Requirement: Return each line of the records below verbatim, leaving out the pictures.

Data for processing:
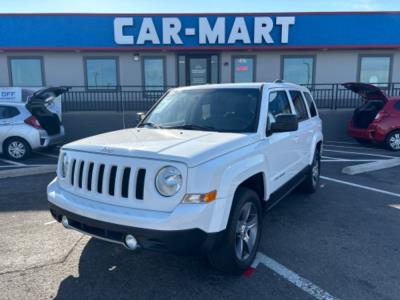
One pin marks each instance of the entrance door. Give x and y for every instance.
(195, 69)
(199, 70)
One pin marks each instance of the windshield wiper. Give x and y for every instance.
(150, 124)
(192, 127)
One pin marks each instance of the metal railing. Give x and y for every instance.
(140, 98)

Task output:
One pin marks each instance of the entrance door. Give x and y for every instance.
(195, 69)
(199, 70)
One pin marks each instance of the windshield wiper. Give x and y for every instance.
(150, 124)
(192, 127)
One pin marks each instance of the metal railing. Give x and y for every instance.
(140, 98)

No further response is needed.